> [Problem requirements]: Nothing in the records may be left out or altered; reproduce them all exactly.

A run of records

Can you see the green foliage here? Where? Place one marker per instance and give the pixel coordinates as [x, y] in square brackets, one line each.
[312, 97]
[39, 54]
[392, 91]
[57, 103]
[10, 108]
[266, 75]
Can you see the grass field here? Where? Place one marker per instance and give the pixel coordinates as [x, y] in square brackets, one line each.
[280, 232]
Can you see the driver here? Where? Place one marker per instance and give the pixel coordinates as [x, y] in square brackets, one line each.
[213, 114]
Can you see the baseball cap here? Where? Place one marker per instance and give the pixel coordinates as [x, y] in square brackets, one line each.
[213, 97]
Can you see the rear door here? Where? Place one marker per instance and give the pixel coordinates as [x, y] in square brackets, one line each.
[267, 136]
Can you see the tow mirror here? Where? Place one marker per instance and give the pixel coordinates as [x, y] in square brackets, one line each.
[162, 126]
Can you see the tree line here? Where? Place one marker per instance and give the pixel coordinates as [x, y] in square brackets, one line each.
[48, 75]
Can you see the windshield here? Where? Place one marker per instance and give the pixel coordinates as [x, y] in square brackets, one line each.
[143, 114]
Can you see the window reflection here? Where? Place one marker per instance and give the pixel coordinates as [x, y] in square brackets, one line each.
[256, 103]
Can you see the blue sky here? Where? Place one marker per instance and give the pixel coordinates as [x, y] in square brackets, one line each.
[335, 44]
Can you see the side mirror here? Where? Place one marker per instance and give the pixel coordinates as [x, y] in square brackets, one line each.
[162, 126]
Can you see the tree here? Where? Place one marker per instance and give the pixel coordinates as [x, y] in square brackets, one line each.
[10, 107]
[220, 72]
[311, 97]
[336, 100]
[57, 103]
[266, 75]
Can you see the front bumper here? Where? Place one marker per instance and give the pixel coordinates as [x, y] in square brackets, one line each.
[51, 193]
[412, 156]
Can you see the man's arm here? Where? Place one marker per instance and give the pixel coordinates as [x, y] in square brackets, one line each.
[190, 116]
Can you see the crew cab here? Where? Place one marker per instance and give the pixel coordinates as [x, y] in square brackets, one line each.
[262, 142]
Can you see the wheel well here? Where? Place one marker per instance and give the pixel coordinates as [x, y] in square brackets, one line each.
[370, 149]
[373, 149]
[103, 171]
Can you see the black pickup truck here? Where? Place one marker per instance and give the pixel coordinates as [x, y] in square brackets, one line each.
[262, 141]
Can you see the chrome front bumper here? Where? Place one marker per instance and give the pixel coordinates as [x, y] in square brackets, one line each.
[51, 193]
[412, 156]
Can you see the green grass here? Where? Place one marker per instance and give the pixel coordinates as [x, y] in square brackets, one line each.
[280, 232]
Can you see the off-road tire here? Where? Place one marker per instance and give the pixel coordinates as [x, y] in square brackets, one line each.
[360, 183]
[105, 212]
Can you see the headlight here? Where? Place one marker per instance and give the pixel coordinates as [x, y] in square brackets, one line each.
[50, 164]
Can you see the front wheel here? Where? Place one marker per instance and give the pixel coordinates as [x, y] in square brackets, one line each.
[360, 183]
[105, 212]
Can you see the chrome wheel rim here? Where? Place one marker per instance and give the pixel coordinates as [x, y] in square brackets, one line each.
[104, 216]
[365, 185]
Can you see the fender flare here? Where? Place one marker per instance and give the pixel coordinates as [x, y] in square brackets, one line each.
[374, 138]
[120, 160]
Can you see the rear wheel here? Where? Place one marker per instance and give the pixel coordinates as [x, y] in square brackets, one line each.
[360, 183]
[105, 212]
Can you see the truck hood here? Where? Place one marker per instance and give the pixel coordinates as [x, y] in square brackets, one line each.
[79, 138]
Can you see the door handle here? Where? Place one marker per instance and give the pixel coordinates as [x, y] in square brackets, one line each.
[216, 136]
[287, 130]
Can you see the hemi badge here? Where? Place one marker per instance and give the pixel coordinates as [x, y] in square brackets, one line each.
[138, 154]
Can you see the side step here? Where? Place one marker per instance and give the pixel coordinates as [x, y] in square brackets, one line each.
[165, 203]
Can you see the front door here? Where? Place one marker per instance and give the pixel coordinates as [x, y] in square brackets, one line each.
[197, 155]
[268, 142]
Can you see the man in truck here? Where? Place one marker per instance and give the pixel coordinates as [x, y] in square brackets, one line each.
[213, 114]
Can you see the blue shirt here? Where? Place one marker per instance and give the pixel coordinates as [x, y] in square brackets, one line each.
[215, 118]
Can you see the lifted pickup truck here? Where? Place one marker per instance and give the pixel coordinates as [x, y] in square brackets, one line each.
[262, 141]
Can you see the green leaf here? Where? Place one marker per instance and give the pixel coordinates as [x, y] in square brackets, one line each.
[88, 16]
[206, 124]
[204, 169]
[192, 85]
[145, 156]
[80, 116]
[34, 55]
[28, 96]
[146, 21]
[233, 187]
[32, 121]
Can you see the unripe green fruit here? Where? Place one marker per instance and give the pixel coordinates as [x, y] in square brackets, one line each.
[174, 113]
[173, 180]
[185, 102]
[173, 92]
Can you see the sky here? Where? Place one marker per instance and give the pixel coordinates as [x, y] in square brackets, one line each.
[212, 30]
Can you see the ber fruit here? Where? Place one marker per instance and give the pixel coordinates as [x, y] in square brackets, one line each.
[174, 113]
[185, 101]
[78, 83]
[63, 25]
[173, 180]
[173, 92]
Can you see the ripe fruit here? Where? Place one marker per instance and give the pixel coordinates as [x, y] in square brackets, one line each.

> [Answer for this exercise]:
Can you see the green foliage here? Where? Place one marker per instance and give the pixel coordinates as [x, y] in square brackets, one line each.
[312, 97]
[39, 54]
[392, 91]
[57, 103]
[10, 108]
[266, 75]
Can you see the grass field here? Where? Place one marker per instance and give the pixel coordinates as [x, y] in square brackets, one line each.
[280, 232]
Can you see the driver here? Where? Place one marker per instance and give the pixel coordinates as [x, y] in square brackets, one line each.
[213, 114]
Can you see the baseball cap here? Where? Place one marker per instance and give the pixel coordinates as [x, y] in square brackets, one line each.
[213, 97]
Can you see the rear door here? Where? Place one marker per instance and give the pixel coordinates as [x, y] in square brackets, one line each.
[267, 136]
Can you see the tow mirror here? Where? Place one marker per instance and give the pixel coordinates as [x, y] in square brackets, one line each.
[162, 126]
Can you see the tree line here? Where? Place one marker per instance and give the pixel coordinates as [x, y] in square brackets, one line each.
[48, 75]
Can you see the windshield here? Where? Place one marker per instance and give the pixel coordinates as [x, y] in square brackets, one line each.
[143, 114]
Can you see the window reflection here? Where? Place one marker per instance and give the pixel coordinates as [x, y] in square brackets, one line each.
[256, 103]
Can you see the blue sky here? Where? Place one marker per instance and give the pixel coordinates as [x, y] in square brackets, one line each.
[335, 44]
Can you see the side mirror here? Where? Place one marker per instance and give the pixel coordinates as [x, y] in square brackets, one line each.
[162, 126]
Can you see the tree here? Where? Place one marker per instance and give the pixel coordinates as [x, y] in square brackets, one line each.
[10, 107]
[220, 72]
[311, 97]
[336, 100]
[57, 103]
[266, 75]
Can you see the front bumper here? Where? Place one marker per instance and give the pixel coordinates as [x, y] in square brackets, one line each.
[51, 193]
[412, 156]
Can you see the man's arm here? Where? Place one marker per instance and give the pixel coordinates as [x, y] in square brackets, one line each.
[190, 116]
Can you see the crew cab here? Where? Place one marker per instance and give the pixel coordinates as [x, y] in square brackets, one line each.
[262, 142]
Can you see the wheel well here? Where? Place one marker per instance and give the pixel coordinates as [x, y] in square brackets, one line each.
[370, 149]
[373, 149]
[103, 171]
Can you see the black pickup truck here? Where? Place one marker per instance and give the pixel coordinates as [x, y] in square brackets, one line each.
[262, 141]
Can you see the chrome front bumper here? Where? Place one marker per instance and give the pixel coordinates as [x, y] in square brackets, one line each.
[51, 193]
[412, 156]
Can you see the green grass here? Where? Place one marker per instance and give the pixel coordinates as [x, y] in square brackets, one line each.
[280, 232]
Can you see the off-road tire here? Where? Place one marker per instance and give the pixel coordinates as [x, y] in square brackets, one line each.
[360, 183]
[105, 212]
Can you see the headlight here? Where? Place one marker per instance and give the pixel coordinates as [x, y] in square brackets, one line each.
[50, 164]
Can you see the front wheel here? Where? Place one marker per instance and give the pixel coordinates as [x, y] in square brackets, one line each.
[360, 183]
[105, 212]
Can you see the chrome wheel rim here? Where? Place one marker per instance and give the pixel coordinates as [x, y] in square brackets, one line each.
[104, 216]
[365, 185]
Can you see the fender flare here? Where? Place one marker per instance and give the pixel coordinates as [x, y] in square brackets, one line each.
[374, 138]
[120, 160]
Can you see the rear wheel here? Where? Place one marker per instance and give the pixel coordinates as [x, y] in square brackets, one line each.
[360, 183]
[105, 212]
Can you see the truck hood here? Where? Place one marker per instance and give the pixel coordinates as [x, y] in square brackets, one line each.
[79, 138]
Can you see the door handle here? Where? Place one marker per instance and give the pixel coordinates as [x, y] in square brackets, one line each.
[216, 136]
[287, 130]
Can you see the hemi badge here? Where? Place one marker per instance and give the pixel coordinates as [x, y] in square brackets, one line each.
[138, 154]
Can you see the side step here? Where? Place one marker per instance and give the pixel coordinates as [x, y] in square brackets, one line each.
[165, 203]
Can you see the front door here? Where? Place one marker per instance and give the pixel coordinates as [x, y] in square brackets, one line each.
[197, 155]
[268, 142]
Can you see the man in truck here? Where? Place one marker per instance and give the pixel coordinates as [x, y] in square brackets, one line each.
[213, 114]
Can you see the blue shirt here? Where? Place one marker per instance and give the pixel coordinates as [x, y] in square brackets, one line each.
[215, 118]
Can you see the lifted pickup truck here? Where? Place one marker per instance and give the pixel coordinates as [x, y] in square brackets, one line each.
[262, 141]
Can you see the green leaf here? Where? Place one marker per instance and give the pixel coordinates as [x, y] in square brackets, one line each.
[88, 16]
[206, 124]
[204, 169]
[192, 85]
[145, 156]
[80, 116]
[34, 55]
[28, 96]
[146, 21]
[233, 187]
[32, 121]
Can you see the unripe green fruit here? Where? Place one marker per instance and give the pixel coordinates as [x, y] in square brackets, one line each.
[174, 113]
[173, 180]
[185, 102]
[173, 92]
Can you see the sky here? Where? Place one marker per instance and give the pixel coordinates as [x, y] in square brackets, one line each.
[212, 30]
Can you see the ber fruit here? Where? Place one marker per instance and give the pixel coordinates as [x, y] in square brackets, one line each.
[174, 113]
[185, 101]
[78, 83]
[63, 25]
[173, 180]
[173, 92]
Can you see the ripe fruit here? Where? Place one marker per instance and give the pixel coordinates as [x, y] in square brackets, one line each.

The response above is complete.